%%

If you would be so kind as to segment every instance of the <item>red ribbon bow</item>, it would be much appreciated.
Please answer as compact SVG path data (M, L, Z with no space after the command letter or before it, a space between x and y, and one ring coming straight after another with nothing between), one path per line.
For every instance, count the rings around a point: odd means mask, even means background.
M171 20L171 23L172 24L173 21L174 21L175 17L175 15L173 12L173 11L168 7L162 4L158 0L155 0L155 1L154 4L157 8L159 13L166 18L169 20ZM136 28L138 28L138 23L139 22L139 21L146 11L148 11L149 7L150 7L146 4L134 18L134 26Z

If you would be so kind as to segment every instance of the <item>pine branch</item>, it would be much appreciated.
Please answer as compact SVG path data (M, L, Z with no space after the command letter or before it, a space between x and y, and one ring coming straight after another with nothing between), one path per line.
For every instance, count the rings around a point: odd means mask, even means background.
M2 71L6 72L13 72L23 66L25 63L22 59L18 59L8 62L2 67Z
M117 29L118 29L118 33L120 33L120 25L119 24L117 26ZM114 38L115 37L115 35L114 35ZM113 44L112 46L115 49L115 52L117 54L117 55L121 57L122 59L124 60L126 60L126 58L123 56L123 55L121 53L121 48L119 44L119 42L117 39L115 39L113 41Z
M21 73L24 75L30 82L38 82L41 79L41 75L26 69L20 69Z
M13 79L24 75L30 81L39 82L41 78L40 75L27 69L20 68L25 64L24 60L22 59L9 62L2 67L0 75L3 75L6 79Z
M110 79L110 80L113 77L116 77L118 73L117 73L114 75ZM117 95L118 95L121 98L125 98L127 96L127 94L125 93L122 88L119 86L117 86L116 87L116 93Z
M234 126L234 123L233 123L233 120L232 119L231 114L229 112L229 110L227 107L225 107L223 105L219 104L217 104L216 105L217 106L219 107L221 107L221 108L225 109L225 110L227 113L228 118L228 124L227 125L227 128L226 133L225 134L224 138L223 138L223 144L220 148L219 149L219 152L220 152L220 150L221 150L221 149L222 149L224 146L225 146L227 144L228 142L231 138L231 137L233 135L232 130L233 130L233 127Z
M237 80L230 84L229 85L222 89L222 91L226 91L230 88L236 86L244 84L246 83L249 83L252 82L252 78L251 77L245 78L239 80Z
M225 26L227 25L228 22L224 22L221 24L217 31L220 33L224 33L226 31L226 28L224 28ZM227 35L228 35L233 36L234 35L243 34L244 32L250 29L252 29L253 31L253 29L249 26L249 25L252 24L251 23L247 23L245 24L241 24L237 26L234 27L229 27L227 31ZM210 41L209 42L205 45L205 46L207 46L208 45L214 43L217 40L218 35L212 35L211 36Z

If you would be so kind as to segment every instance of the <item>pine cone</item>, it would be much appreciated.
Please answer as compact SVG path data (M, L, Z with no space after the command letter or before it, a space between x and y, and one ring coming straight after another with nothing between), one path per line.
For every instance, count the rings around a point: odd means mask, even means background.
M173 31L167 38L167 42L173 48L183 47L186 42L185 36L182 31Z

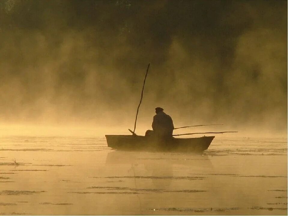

%%

» **What is asked**
Please copy out every one of the lines above word for word, and leave the pictures out of your answer.

» **Solution to the problem**
If you would be so kind as to segment every instance of the <item>red ribbon bow</item>, it would be much appreciated.
Please answer as compact SVG path data (M, L, Z with no space after the command letter or before it, a space between x and y, and one ring coming straight after another with nothing between), one path per line.
For every instance, count the rings around a point: odd means mask, even means background.
M171 20L171 23L172 24L173 21L174 21L175 17L175 15L173 12L173 11L168 7L162 4L158 0L155 0L155 1L154 4L157 8L159 13L166 18L169 20ZM136 28L138 28L138 23L139 22L139 21L146 11L148 11L149 7L150 7L146 4L134 18L134 26Z

If you would be so kind as to segment every instance of the <item>pine branch</item>, it would be much appreciated.
Please answer as compact SVG path data (M, L, Z with no space after the command letter or before it, a space between x and y, and one ring coming straight after another with nothing between), one path per line.
For every instance, count the rings around a point: odd means mask, even means background.
M2 71L6 72L13 72L23 66L25 63L22 59L18 59L8 62L2 67Z
M117 29L118 29L118 33L120 33L120 25L119 24L117 26ZM114 38L115 37L115 35L114 35ZM113 44L112 46L115 49L115 52L117 54L117 55L121 57L122 59L124 60L126 60L126 58L123 56L123 55L121 53L121 48L119 44L119 42L117 39L115 39L113 41Z
M21 73L24 75L30 82L38 82L41 79L41 75L26 69L20 69Z
M13 79L24 75L30 81L39 82L41 78L40 75L27 69L20 68L25 64L24 60L22 59L9 62L2 67L0 75L3 75L6 79Z
M110 79L110 80L113 77L116 77L118 73L117 73L114 75ZM117 95L118 95L121 98L125 98L127 96L127 94L125 93L122 88L119 86L117 86L116 87L116 93Z
M234 126L234 123L233 123L233 120L232 119L231 114L229 112L229 110L227 107L225 107L223 105L219 104L217 104L216 105L217 106L219 107L221 107L221 108L225 109L225 110L227 113L228 118L228 124L227 125L227 128L226 133L225 134L224 138L223 138L223 144L220 148L219 149L219 152L220 152L220 150L221 150L221 149L222 149L224 146L225 146L227 144L228 142L231 138L231 137L233 135L232 130L233 130L233 127Z
M237 80L230 84L229 85L222 89L222 91L226 91L230 88L236 86L244 84L246 83L249 83L252 82L252 78L251 77L245 78L239 80Z
M225 26L227 25L228 22L224 22L221 24L217 31L220 33L224 33L226 31L226 28L224 28ZM227 35L228 35L233 36L234 35L243 34L244 32L250 29L252 29L253 31L253 29L249 26L249 25L252 24L251 23L247 23L245 24L241 24L237 26L234 27L229 27L227 31ZM210 41L209 42L205 45L205 46L207 46L208 45L214 43L217 40L218 35L212 35L211 36Z

If you would be so kind as to segment every instance of the <item>pine cone</item>, it would be much appreciated.
Please answer as compact SVG path data (M, L, Z with no space after the command letter or before it, a space between x and y, and one ring coming straight after another with nothing between), one path per line.
For every instance, count the rings around a point: odd means mask, even means background.
M173 31L167 38L167 42L173 48L183 47L186 42L185 36L182 31Z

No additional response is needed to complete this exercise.